Natural language region descriptions

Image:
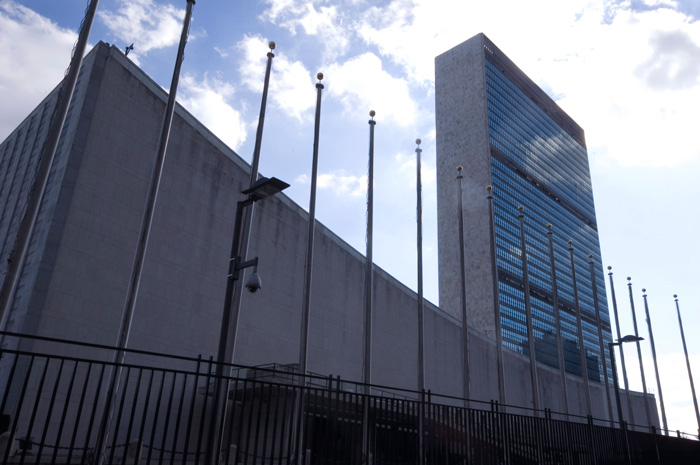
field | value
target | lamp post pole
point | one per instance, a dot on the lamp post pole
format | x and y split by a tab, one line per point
528	316
600	335
628	338
579	327
557	321
619	336
261	189
421	365
616	385
656	366
639	354
496	304
463	285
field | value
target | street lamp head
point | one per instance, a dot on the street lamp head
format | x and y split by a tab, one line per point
630	338
253	283
265	187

### How to complete this task:
Your answer should be the number of lines in the records that contain the word "head", with nothing added.

### Solved problem:
2